Present every line of the listing below as a numbered list, skipping blank lines. Leave the pictures out.

* BEGIN Records supplied *

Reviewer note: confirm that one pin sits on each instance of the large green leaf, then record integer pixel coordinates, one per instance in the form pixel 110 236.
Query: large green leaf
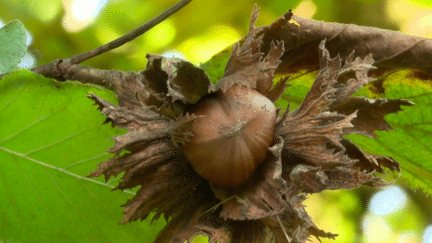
pixel 410 143
pixel 50 138
pixel 12 46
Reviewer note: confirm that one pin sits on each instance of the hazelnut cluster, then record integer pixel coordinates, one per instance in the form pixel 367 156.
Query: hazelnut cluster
pixel 221 160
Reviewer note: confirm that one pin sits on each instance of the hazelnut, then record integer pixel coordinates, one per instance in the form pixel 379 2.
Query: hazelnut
pixel 233 136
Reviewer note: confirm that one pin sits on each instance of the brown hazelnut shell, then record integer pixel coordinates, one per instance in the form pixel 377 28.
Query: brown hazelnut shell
pixel 233 136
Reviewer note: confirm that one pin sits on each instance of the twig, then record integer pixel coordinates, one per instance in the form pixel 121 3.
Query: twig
pixel 130 36
pixel 62 69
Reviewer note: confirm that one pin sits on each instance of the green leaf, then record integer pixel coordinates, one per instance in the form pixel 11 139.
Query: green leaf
pixel 12 46
pixel 51 137
pixel 410 143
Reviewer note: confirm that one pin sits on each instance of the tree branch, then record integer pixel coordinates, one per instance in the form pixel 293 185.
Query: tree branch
pixel 130 36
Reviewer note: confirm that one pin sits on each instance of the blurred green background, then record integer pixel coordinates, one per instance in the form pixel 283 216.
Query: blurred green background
pixel 59 29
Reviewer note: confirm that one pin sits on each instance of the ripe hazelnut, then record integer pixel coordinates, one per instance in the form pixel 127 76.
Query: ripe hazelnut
pixel 233 136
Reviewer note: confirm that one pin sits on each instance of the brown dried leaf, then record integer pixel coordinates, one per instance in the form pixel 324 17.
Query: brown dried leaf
pixel 390 49
pixel 246 65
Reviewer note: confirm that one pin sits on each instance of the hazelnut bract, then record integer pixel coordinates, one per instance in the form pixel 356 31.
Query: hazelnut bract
pixel 232 137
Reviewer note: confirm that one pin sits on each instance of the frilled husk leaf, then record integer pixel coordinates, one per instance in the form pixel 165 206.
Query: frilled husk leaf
pixel 309 153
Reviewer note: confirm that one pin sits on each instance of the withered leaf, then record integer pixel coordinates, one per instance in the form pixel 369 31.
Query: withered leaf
pixel 308 153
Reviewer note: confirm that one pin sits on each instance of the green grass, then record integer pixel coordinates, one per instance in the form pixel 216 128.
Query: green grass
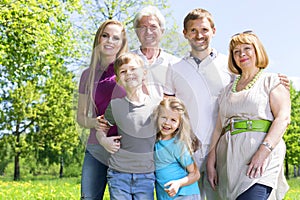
pixel 69 188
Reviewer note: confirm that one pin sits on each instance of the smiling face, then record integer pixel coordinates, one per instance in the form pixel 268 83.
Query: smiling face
pixel 110 41
pixel 168 122
pixel 149 32
pixel 244 56
pixel 199 34
pixel 131 75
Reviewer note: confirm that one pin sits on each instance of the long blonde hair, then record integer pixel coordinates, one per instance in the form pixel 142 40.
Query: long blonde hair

* END Records supplied *

◆ **Finished answer**
1. Reviewer note: confirm that one pin sits on each instance of the large green leaf, then record integer pixel coordinates, one per instance in the form pixel 110 236.
2. Query: large green leaf
3. pixel 410 143
4. pixel 50 138
5. pixel 12 46
6. Reviewer note: confirm that one pin sits on each instance of the hazelnut cluster, then record integer pixel coordinates, one per instance in the form pixel 367 156.
7. Query: hazelnut cluster
8. pixel 221 160
9. Reviewer note: confirm that one pin sits on each instance of the hazelnut, then record integer pixel coordinates, one per instance in the form pixel 379 2.
10. Query: hazelnut
11. pixel 233 136
12. Reviewer note: confirm that one pin sits on each instance of the brown hazelnut shell, then record integer pixel coordinates, one per instance in the form pixel 377 28.
13. Query: brown hazelnut shell
14. pixel 233 136
15. Reviewer note: confirm that one pin sits on each instance of the twig, then record integer pixel coordinates, one per instance in the form pixel 121 3.
16. Query: twig
17. pixel 130 36
18. pixel 62 69
19. Reviewer note: confirm that one pin sits on each instance of the green leaf, then record integer pixel coordinates, one per instance in the form pixel 11 139.
20. Query: green leaf
21. pixel 12 46
22. pixel 51 137
23. pixel 410 143
24. Reviewer note: confirm that one pin sits on each instance of the tree branch, then record integer pixel coordinates, one per instance in the form pixel 293 185.
25. Query: tree branch
26. pixel 130 36
27. Reviewer note: confirm that one pin sits on each instance of the blurred green background, then record integer pixel coordinates, one per instance in the form pixel 283 216.
28. Query: blurred green background
29. pixel 59 29
30. Reviewer note: confirm that one pin sits on each instance of the ripe hazelnut, then record integer pixel coordinates, one per instance in the form pixel 127 76.
31. Query: ripe hazelnut
32. pixel 233 136
33. Reviewer note: confirm that one pin sits on each instance of the brown dried leaf, then record integer pixel coordinates, one per instance in the form pixel 324 17.
34. Query: brown dried leaf
35. pixel 390 49
36. pixel 246 65
37. Reviewer note: confirm that one pin sits on each instance of the hazelnut bract, then record integer pixel coordinates, one per instance in the form pixel 356 31.
38. Query: hazelnut bract
39. pixel 232 137
40. Reviewer note: confirm that one pin sits on each instance of the frilled husk leaf, then record integer pixel coordinates, one per instance in the form pixel 165 206.
41. Query: frilled husk leaf
42. pixel 309 153
43. Reviewer note: confirm that one pin sits on each instance of the withered leaf, then record integer pixel coordinates, one per instance in the form pixel 369 31.
44. Query: withered leaf
45. pixel 308 153
46. Reviewer note: confirm that one pin sits on each instance of the green grass, then record integer pixel coordinates, one per instance in the form pixel 216 128.
47. Query: green grass
48. pixel 69 188
49. Reviewer note: confirm that one pin sits on each instance of the smiling face, then record integer pixel coordinates, one per instance in the form pixel 268 83.
50. Query: smiling face
51. pixel 110 41
52. pixel 168 122
53. pixel 149 32
54. pixel 244 56
55. pixel 199 34
56. pixel 131 75
57. Reviewer note: confirm that one pin sits on each instance of the long blonde hair, then record integer pixel coordinates, one per instance in the form pixel 142 40.
58. Query: long blonde hair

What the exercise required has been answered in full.